**Passage provided**

PARABOLA
By Lily Hoang
Chiasmus
336 pages
$14.95
Lily Hoang’s Parabola is the kind of text that solicits a rereading, but you aren’t dutifully bound to return to its beginning. Instead, you can rewind to the middle and branch out both forward and backward, deciphering chapters that match up along the Y-axis of the titular structure.
This novel or un-novel, since it’s the winner of Chiasmus Press’ Un-Doing the Novel Contest stops at disparate intersections to tell its stories. Hoang has created an experimental work that communicates with the reader through fragmentary exchange. Whereas some postmodern narratives feel stale due to their headiness, Parabola manages to include heart and humor within an innovative, interactive storytelling style. It chronicles the inner life of a first-generation American daughter of Vietnamese immigrants. The resulting so-called coming-of-age story explores the gap between expectations vs. reality, incorporating numerology, myth, astronomy, and other mystical wonders in the process.

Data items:
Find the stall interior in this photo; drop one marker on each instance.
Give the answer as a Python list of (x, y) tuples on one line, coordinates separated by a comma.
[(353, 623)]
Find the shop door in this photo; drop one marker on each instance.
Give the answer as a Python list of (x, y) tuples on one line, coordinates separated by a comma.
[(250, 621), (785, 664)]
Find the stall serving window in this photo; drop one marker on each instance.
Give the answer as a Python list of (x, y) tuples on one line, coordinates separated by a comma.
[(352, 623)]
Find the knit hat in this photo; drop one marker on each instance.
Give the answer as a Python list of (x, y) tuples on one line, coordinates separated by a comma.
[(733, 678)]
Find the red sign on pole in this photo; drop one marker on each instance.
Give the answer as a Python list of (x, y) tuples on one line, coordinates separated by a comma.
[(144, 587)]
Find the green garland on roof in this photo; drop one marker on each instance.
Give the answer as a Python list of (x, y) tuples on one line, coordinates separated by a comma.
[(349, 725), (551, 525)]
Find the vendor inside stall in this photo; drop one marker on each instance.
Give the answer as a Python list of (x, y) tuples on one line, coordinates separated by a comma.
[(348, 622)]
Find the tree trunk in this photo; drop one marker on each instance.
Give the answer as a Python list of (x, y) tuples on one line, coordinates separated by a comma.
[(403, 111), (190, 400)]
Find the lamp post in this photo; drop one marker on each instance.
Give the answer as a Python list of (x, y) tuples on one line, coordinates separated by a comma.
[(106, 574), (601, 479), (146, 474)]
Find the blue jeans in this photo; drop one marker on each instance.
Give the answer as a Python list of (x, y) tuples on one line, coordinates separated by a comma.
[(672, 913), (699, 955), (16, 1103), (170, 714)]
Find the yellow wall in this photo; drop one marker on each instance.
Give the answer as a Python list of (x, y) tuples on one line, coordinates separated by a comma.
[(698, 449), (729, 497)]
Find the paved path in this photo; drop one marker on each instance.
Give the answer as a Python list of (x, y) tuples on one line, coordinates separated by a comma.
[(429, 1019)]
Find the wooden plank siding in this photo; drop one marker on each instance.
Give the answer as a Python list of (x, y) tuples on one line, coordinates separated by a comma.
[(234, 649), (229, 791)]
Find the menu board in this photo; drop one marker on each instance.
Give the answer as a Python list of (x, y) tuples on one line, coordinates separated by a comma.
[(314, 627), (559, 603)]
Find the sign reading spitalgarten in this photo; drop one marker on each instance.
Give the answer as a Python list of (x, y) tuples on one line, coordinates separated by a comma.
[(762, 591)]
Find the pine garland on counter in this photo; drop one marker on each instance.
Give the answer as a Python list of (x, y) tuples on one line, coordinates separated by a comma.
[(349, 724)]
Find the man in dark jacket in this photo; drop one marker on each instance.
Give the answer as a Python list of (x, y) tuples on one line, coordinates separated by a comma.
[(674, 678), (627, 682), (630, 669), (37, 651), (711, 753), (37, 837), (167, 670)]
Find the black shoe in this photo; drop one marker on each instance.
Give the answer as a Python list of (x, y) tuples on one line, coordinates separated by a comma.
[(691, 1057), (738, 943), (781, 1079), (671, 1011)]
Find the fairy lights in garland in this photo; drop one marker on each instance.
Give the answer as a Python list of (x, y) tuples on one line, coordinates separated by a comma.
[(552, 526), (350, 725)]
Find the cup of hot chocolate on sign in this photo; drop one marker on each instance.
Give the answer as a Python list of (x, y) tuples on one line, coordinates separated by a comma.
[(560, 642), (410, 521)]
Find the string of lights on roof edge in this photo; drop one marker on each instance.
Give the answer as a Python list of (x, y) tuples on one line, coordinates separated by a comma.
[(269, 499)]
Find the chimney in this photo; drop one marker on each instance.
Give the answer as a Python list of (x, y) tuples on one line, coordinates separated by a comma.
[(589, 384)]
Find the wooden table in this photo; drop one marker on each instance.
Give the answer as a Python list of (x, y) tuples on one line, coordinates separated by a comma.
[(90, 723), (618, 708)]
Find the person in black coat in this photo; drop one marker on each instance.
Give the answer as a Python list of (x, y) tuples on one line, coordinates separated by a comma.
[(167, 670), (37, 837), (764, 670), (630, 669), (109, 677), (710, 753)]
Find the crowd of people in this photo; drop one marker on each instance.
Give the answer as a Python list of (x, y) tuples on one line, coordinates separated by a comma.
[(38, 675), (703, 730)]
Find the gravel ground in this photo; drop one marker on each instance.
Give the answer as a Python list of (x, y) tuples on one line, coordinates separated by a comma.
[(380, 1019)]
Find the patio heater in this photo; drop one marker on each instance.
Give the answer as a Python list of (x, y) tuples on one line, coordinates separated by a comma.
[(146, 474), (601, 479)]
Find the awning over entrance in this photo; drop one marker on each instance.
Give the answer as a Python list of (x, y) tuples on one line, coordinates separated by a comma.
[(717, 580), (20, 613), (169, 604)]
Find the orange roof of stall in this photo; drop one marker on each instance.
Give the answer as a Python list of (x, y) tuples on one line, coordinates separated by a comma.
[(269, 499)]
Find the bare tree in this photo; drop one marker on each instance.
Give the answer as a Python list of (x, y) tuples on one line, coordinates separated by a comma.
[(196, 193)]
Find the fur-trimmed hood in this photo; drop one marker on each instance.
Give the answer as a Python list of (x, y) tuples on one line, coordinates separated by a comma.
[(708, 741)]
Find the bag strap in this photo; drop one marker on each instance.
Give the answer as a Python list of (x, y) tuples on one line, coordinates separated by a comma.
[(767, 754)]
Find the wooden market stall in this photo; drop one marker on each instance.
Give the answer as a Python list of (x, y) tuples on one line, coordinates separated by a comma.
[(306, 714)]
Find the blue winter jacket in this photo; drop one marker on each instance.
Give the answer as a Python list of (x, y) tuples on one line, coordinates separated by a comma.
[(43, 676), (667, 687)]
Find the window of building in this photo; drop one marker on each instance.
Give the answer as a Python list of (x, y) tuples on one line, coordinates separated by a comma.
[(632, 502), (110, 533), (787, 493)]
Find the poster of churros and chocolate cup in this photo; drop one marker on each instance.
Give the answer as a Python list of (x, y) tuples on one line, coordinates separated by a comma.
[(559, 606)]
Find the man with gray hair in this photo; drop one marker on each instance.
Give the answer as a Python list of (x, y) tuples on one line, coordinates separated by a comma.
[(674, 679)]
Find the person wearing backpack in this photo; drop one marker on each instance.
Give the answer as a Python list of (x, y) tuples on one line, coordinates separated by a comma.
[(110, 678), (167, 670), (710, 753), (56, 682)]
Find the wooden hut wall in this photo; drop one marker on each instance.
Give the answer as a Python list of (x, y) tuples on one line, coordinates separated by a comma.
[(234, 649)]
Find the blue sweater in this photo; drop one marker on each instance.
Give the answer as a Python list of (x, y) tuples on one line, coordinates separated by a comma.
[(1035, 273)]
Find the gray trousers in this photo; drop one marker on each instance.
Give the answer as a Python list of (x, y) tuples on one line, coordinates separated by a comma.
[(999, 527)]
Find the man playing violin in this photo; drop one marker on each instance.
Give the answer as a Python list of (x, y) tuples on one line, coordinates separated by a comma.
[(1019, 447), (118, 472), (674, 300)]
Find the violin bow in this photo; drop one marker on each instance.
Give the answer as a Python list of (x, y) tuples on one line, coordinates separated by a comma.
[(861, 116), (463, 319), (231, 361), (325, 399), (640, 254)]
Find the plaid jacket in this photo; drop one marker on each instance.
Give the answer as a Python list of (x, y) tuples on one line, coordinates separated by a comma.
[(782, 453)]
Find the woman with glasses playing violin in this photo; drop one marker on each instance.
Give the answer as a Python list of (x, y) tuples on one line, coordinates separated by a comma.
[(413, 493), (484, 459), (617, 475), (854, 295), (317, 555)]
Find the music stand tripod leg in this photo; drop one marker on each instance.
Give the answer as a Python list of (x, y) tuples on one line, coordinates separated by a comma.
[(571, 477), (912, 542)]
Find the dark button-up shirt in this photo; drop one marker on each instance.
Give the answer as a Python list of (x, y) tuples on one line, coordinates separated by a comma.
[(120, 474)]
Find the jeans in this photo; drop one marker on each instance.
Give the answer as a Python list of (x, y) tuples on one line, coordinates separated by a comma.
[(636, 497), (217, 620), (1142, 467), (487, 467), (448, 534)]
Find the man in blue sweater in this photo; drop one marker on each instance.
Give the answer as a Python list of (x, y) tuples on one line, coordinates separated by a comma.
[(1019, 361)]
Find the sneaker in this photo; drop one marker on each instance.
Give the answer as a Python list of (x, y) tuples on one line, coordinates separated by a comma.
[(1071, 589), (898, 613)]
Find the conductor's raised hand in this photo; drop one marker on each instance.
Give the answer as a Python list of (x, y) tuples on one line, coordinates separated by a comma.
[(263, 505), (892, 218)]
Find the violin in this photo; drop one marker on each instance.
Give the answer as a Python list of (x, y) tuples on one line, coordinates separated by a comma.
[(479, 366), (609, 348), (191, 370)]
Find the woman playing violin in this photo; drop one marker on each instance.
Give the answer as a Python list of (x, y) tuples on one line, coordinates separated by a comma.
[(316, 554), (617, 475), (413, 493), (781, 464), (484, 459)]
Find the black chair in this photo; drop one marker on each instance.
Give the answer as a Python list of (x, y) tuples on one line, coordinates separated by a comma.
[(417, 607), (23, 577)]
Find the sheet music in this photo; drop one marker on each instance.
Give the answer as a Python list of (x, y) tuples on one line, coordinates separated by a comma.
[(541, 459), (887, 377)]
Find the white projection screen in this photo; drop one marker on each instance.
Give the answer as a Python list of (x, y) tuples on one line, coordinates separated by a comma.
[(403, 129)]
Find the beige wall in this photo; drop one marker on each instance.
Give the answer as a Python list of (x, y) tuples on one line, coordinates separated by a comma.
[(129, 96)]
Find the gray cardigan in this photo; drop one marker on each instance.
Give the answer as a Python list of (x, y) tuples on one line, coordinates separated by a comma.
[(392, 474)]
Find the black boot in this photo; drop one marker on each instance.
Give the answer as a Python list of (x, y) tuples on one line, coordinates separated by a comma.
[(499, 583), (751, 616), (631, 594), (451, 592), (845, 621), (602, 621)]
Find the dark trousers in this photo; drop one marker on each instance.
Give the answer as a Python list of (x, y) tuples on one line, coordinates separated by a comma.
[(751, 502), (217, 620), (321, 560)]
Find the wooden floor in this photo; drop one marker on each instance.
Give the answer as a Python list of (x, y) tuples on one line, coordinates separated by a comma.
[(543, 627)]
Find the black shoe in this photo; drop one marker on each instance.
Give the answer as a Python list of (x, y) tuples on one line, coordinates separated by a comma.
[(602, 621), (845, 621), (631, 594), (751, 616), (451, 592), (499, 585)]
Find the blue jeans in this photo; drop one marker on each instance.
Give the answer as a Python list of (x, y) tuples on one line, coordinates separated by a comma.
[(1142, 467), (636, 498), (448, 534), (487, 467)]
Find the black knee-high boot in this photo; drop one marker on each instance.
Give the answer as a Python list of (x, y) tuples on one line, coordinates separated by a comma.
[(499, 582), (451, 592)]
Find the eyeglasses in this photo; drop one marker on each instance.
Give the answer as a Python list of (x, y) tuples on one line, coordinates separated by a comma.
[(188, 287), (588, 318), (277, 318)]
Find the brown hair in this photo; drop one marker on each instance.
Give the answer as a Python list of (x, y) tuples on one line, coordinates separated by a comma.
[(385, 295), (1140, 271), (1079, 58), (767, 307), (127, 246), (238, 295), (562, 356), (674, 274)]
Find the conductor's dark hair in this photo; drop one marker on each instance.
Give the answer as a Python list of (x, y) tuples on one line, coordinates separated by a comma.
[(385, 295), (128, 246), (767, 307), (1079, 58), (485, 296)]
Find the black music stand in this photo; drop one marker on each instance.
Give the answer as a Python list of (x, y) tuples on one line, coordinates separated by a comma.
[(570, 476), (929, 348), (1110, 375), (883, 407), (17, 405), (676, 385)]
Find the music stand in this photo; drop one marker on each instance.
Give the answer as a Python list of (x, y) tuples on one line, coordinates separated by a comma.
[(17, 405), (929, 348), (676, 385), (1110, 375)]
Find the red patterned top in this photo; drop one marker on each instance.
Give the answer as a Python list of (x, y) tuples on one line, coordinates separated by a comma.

**Tasks and exercises**
a) Using the review of Parabola, answer each question below:
(i) What price is listed for the book?
(ii) Which contest did the book win?
(iii) Whose inner life does the book chronicle?
b) Update the review of Parabola from "This novel or" through "in the process.", substituting "wit" for "humor".

**The replies**
a)
(i) $14.95
(ii) Chiasmus Press’ Un-Doing the Novel Contest
(iii) A first-generation American daughter of Vietnamese immigrants

b)
This novel or un-novel, since it’s the winner of Chiasmus Press’ Un-Doing the Novel Contest stops at disparate intersections to tell its stories. Hoang has created an experimental work that communicates with the reader through fragmentary exchange. Whereas some postmodern narratives feel stale due to their headiness, Parabola manages to include heart and wit within an innovative, interactive storytelling style. It chronicles the inner life of a first-generation American daughter of Vietnamese immigrants. The resulting so-called coming-of-age story explores the gap between expectations vs. reality, incorporating numerology, myth, astronomy, and other mystical wonders in the process.